● **Source**:

Wars are costly affairs. It costs money to raise and train and equip militaries. The cost to rebuild societies after the destruction of battle is tremendous. But most costly is the staggering human cost of war. And so as we approach Memorial Day in the United States it’s only fitting that this episode examines how the nation memorializes and honors those who have died in service to their country. A BETTER PEACE welcomes Kate Clarke Lemay to examine the history and significance of military cemeteries around the world. She joins our Editor-in-Chief Jacqueline Whitt to discuss her study of U.S. military cemeteries and her book Triumph of the Dead: American World War Two Cemeteries, Monuments and Diplomacy in France. Their conversation covers the art and architecture of the cemeteries, along with the politics and diplomacy of their locations and creation. Honoring and remembering the war dead speaks to the fabric of a nation’s morality as well as the lengths it will go to in defense of its beliefs.

One of the most moving experiences a person can have is to walk into these American war cemeteries and sites and have that overwhelming vision before them of how many lives were lost during war.

● **Supplied data**:
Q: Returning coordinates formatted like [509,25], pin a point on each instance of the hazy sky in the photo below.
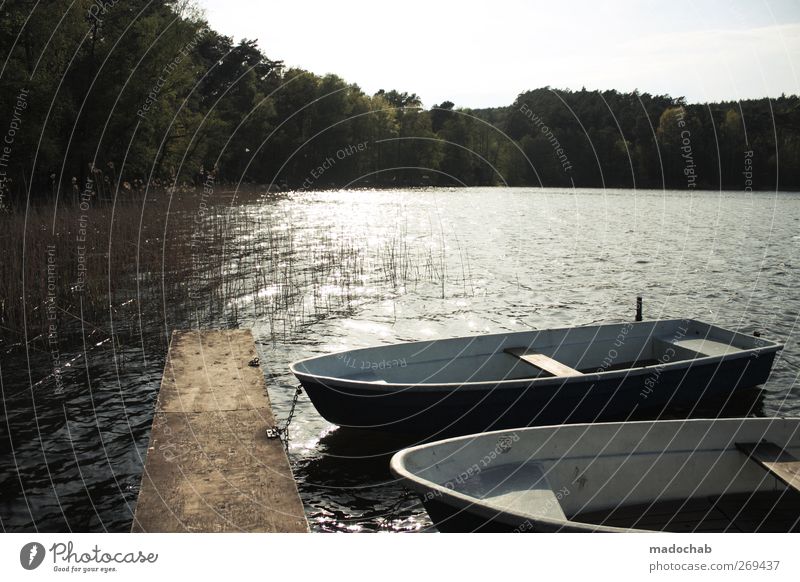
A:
[480,54]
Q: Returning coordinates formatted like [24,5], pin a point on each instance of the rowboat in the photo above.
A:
[722,475]
[569,375]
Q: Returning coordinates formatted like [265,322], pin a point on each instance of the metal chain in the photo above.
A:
[278,432]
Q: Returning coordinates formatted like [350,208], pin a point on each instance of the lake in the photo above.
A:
[316,272]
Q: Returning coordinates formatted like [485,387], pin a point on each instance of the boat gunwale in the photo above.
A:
[372,386]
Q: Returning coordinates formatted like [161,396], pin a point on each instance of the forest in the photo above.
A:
[106,98]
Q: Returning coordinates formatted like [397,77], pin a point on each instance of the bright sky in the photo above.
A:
[484,53]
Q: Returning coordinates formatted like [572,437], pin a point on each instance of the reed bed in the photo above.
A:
[178,259]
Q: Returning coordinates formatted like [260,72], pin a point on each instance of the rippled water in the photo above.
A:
[431,263]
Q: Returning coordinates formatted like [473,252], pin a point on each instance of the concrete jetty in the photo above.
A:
[210,466]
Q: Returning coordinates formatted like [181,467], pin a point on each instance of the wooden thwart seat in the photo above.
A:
[543,362]
[775,460]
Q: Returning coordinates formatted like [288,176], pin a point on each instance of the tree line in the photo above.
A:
[109,97]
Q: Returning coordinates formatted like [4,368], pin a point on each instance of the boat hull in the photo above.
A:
[447,410]
[676,475]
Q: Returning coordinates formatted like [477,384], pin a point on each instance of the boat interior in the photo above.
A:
[738,481]
[536,354]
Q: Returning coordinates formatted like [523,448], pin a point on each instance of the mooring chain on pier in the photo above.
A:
[282,432]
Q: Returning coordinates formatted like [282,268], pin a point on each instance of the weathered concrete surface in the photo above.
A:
[210,466]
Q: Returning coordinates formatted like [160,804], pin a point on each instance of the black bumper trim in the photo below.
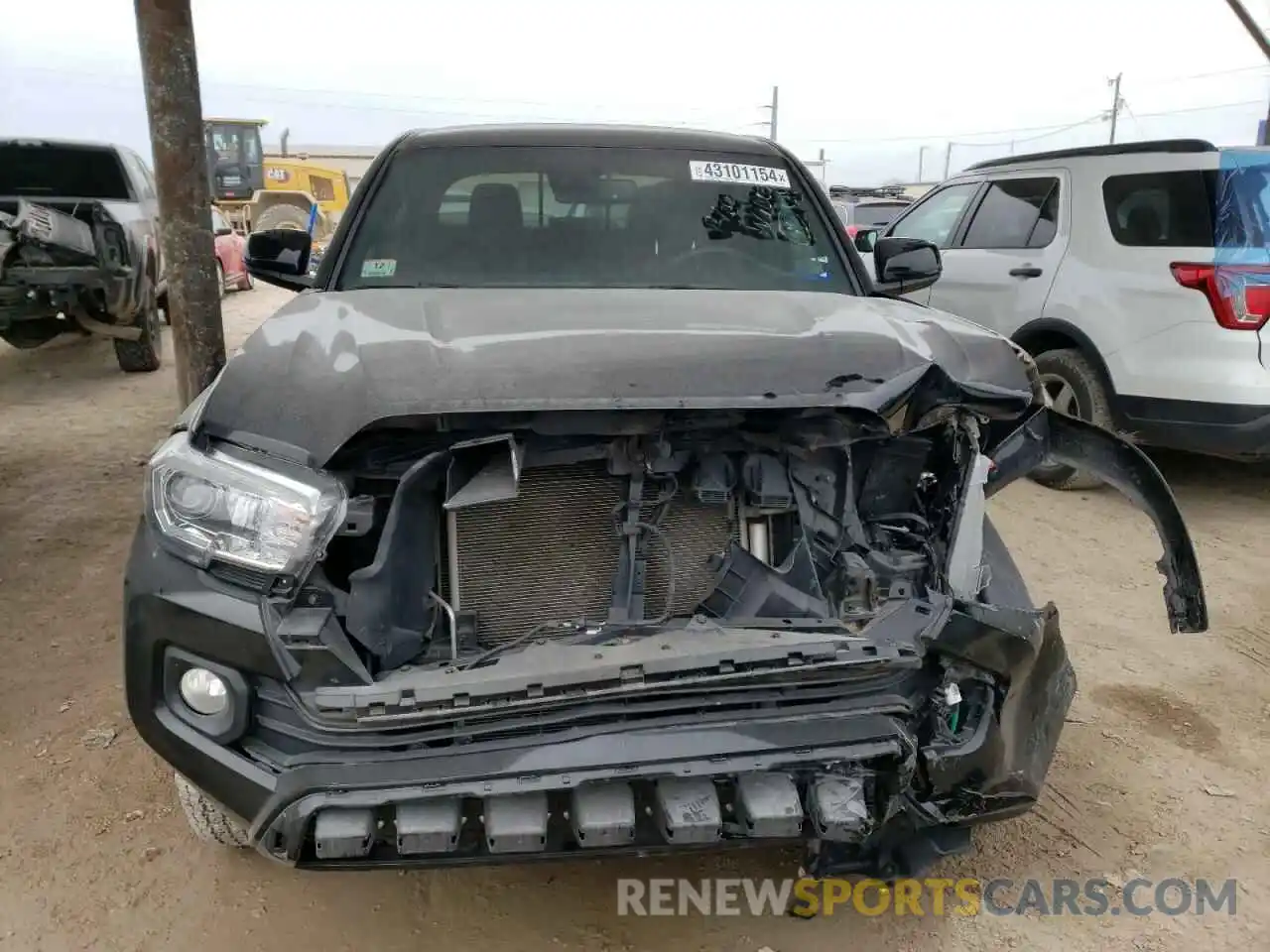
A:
[1238,430]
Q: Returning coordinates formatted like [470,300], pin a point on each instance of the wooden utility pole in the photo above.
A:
[1260,39]
[1115,102]
[166,33]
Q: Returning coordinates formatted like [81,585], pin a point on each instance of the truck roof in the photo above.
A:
[1162,145]
[592,135]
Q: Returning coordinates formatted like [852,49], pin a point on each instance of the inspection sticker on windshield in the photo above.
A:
[743,175]
[379,267]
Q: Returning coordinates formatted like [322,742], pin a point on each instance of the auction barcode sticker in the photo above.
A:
[743,175]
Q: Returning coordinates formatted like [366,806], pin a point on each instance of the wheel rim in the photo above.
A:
[1064,399]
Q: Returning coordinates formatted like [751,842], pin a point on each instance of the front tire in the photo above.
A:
[145,353]
[1076,389]
[206,819]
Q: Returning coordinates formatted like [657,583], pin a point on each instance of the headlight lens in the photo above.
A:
[212,507]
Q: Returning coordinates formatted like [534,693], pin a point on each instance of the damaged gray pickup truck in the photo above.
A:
[79,248]
[595,497]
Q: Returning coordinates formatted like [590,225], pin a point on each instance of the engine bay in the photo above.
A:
[470,536]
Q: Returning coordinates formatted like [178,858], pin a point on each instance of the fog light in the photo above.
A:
[204,692]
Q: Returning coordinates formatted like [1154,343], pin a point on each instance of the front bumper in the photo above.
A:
[37,294]
[860,761]
[322,796]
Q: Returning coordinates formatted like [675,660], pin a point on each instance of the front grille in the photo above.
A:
[550,553]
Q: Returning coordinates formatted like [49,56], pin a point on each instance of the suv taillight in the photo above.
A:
[1238,294]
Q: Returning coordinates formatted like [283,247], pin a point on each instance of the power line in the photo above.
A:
[262,91]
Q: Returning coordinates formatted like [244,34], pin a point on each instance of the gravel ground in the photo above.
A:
[1161,771]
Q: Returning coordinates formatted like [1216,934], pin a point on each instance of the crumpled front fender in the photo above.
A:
[1119,463]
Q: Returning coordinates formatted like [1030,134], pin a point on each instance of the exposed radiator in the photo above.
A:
[550,553]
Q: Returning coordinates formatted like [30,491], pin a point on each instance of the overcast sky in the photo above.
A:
[869,81]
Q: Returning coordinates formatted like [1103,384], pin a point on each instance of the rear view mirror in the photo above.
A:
[903,266]
[280,257]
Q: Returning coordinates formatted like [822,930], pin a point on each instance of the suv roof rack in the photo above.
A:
[849,191]
[1161,145]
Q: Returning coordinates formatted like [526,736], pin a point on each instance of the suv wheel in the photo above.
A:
[206,819]
[145,353]
[1076,389]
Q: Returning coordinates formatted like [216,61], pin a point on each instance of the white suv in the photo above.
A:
[1138,276]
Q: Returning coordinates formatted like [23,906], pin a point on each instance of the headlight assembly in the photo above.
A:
[213,507]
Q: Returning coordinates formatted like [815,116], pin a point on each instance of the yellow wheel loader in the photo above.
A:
[258,190]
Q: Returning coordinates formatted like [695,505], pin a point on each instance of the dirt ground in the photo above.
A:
[1161,771]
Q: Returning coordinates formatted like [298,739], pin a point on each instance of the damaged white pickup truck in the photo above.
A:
[79,248]
[595,497]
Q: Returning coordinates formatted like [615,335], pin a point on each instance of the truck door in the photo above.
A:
[935,217]
[1001,266]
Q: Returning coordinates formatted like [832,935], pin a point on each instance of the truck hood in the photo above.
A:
[330,363]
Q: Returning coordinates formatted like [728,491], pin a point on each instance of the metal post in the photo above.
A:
[1115,102]
[166,33]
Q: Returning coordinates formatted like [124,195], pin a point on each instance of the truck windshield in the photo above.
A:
[572,216]
[66,172]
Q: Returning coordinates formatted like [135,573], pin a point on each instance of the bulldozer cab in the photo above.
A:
[235,160]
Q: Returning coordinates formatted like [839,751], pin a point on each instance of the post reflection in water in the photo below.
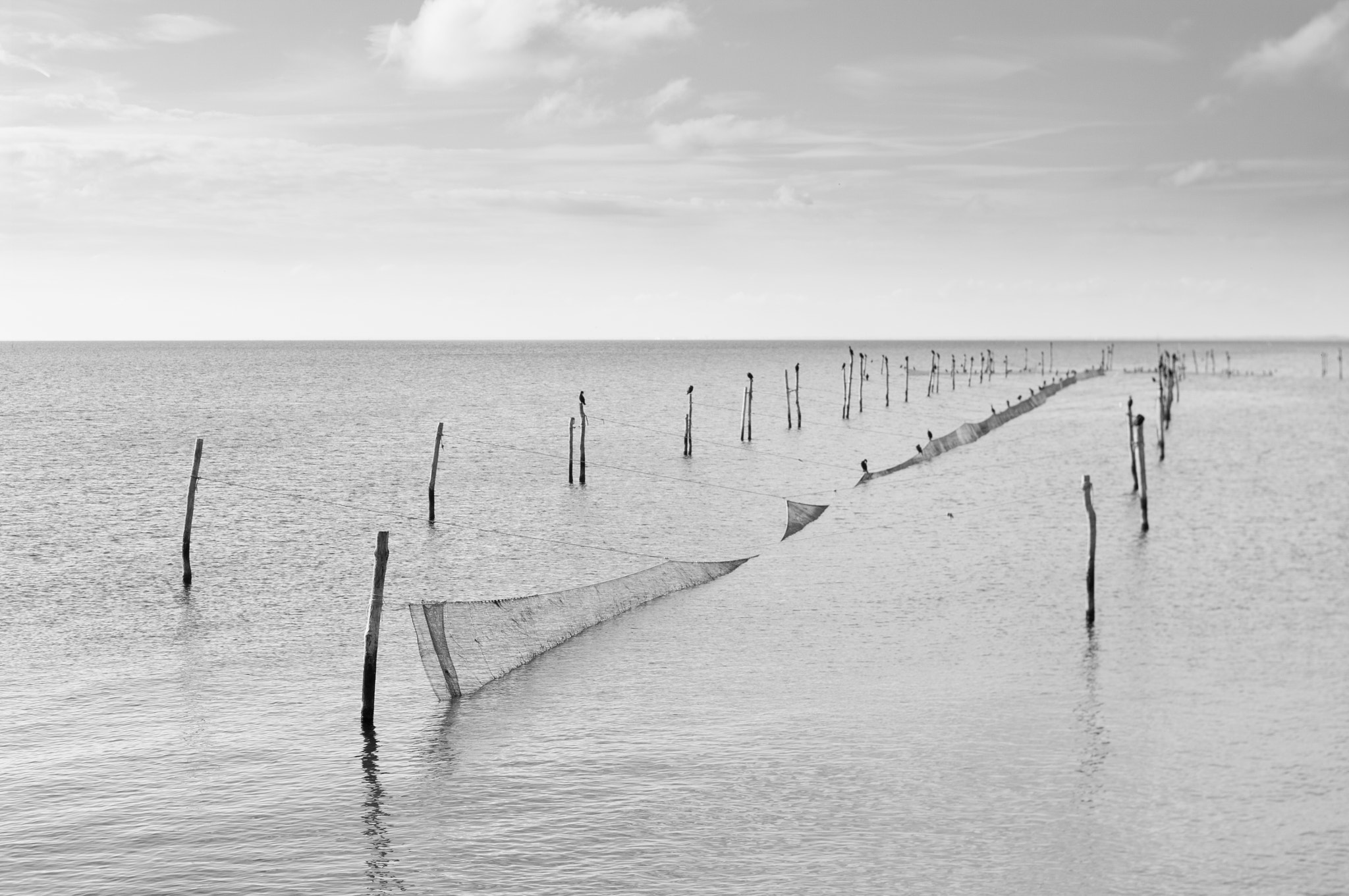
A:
[1089,716]
[378,866]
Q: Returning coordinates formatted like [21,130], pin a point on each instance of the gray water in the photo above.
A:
[902,698]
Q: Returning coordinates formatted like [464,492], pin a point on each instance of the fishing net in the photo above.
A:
[464,645]
[802,515]
[968,433]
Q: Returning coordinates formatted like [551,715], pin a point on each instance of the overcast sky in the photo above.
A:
[460,169]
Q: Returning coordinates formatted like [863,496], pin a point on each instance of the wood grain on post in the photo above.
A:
[1134,457]
[1142,450]
[435,464]
[1086,498]
[798,396]
[186,523]
[377,607]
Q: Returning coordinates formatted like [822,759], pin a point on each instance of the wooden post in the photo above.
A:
[435,463]
[1086,498]
[186,523]
[1143,469]
[1134,463]
[798,396]
[377,607]
[749,413]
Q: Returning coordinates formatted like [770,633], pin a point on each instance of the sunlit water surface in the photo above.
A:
[903,698]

● **Challenges**:
#1 Using the passage on military cemeteries, decide whether each statement agrees with it: (a) Kate Clarke Lemay's book deals with American World War Two cemeteries in France; (b) rebuilding societies after battle is named as the most costly part of war; (c) Jacqueline Whitt is the Editor-in-Chief. Answer yes or no for each and quote the deciding words.
#2 Rewrite the part of the passage on military cemeteries that opens with the words "One of the most" and closes with "lost during war.", putting "unforgettable" in place of "overwhelming".
The data has no connection to the passage on military cemeteries.

● **Exercise results**:
#1
(a) Yes: "Triumph of the Dead: American World War Two Cemeteries, Monuments and Diplomacy in France"
(b) No: "But most costly is the staggering human cost of war."
(c) Yes: "our Editor-in-Chief Jacqueline Whitt"

#2
One of the most moving experiences a person can have is to walk into these American war cemeteries and sites and have that unforgettable vision before them of how many lives were lost during war.